> **To be done**:
- A) Rewrite the paragraph of the Darfur passage that begins "While the conflict may no longer be" as a short bulleted list that keeps its main facts.
- B) Using the Darfur passage, answer these questions, one per line:
(i) What traveling exhibit is the forum a companion to?
(ii) How many Darfuris are in refugee camps?
(iii) Whom did President Obama appoint as special envoy?
- C) Repeat the Darfur passage word for word, starting at the words "Six years after" and ending after "from the field.".

> **Source extract**:
>> start
Six years after Darfur made its appearance on the world stage, the horrific crisis burns on, as these panelists vividly attest. In a forum companion to the traveling exhibit DARFUR/DARFUR, the speakers provide big picture political context, as well as actual images from the field.

Note: This lecture contains descriptions and images of horrific war crimes which may be difficult for some to view.

While the conflict may no longer be “hot news,” the “genocidal years are continuing,” says Robert Rotberg. Three million Darfuris are languishing in refugee camps on the border with Chad and in their own country. The leader of this desert nation, President Omar al-Bashir, has been accused by the International Court of war crimes, yet militias under his direction, including the feared Janjaweed, continue to rain death down on villages and refugee camps. Neither the world’s condemnation, nor a multilateral force, has stopped the violence. China’s support of Sudan (with its rich oil fields) presents another obstacle to peace. Rotberg worries about the appointment by President Obama of a special envoy, J. Scott Gration, who “has made welcoming noises to Bashir…offering carrots without carrying a big stick.” A plan for peace, says Rotberg, should include a ban on overflights; dismantling of the Janjaweed and all the militias, and their repatriation into village life; a mechanism for power-sharing at all levels; compensation for genocide; and support for reconstruction.
>> end
> **Dataset content**:
>> start
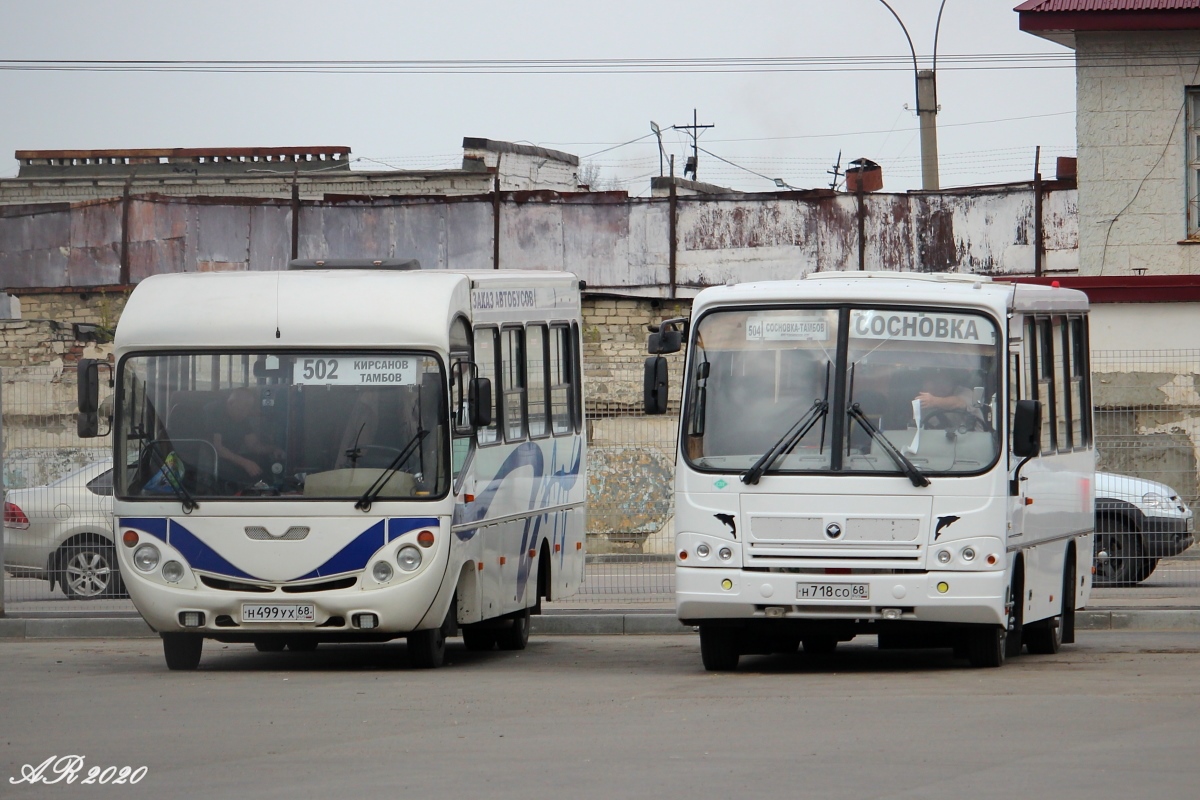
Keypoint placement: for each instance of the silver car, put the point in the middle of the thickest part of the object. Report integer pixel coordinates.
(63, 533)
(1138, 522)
>> end
>> start
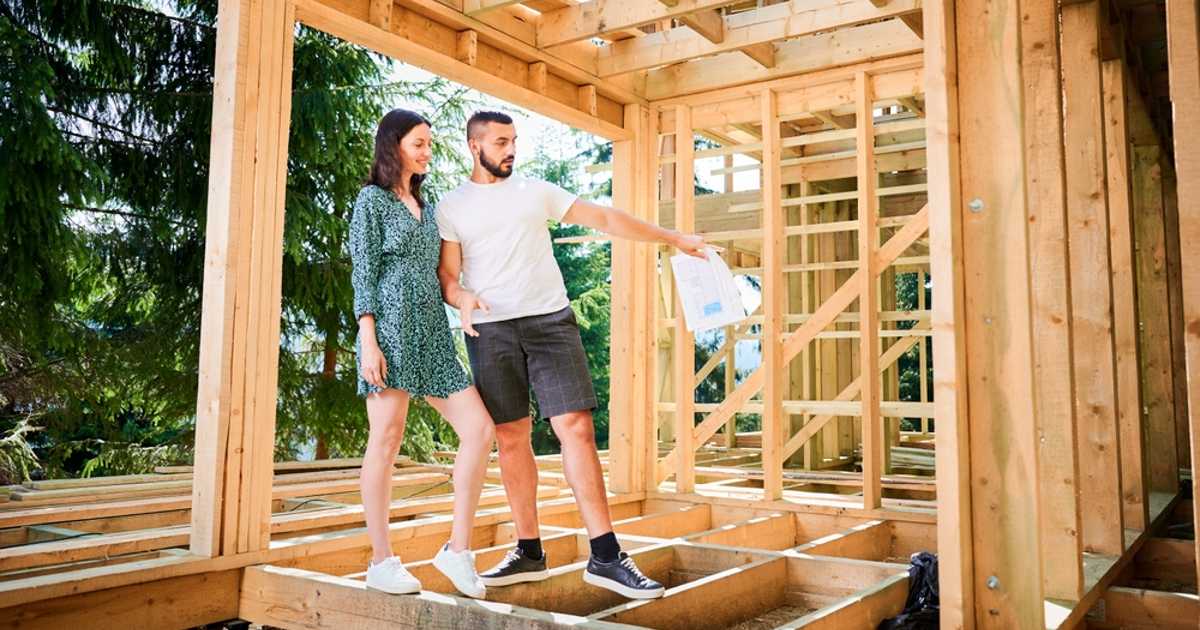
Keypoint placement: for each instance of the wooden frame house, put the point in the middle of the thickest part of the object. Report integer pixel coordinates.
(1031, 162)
>> end
> **The answers**:
- A)
- Robert Rotberg says the conflict may no longer be "hot news," but the "genocidal years are continuing."
- Three million Darfuris are in refugee camps, some on the border with Chad and some inside their own country.
- The International Court has accused President Omar al-Bashir of war crimes. Militias under his direction, including the Janjaweed, still attack villages and refugee camps.
- Neither the world's condemnation nor a multilateral force has stopped the violence.
- China's support of Sudan, which has rich oil fields, is another obstacle to peace.
- Rotberg is worried about President Obama's special envoy, J. Scott Gration, who he says offers Bashir "carrots without carrying a big stick."
- Rotberg's plan for peace includes:
  - a ban on overflights
  - dismantling the Janjaweed and all militias and returning their members to village life
  - power-sharing at all levels
  - compensation for genocide
  - support for reconstruction

- B)
(i) DARFUR/DARFUR
(ii) Three million
(iii) J. Scott Gration

- C)
Six years after Darfur made its appearance on the world stage, the horrific crisis burns on, as these panelists vividly attest. In a forum companion to the traveling exhibit DARFUR/DARFUR, the speakers provide big picture political context, as well as actual images from the field.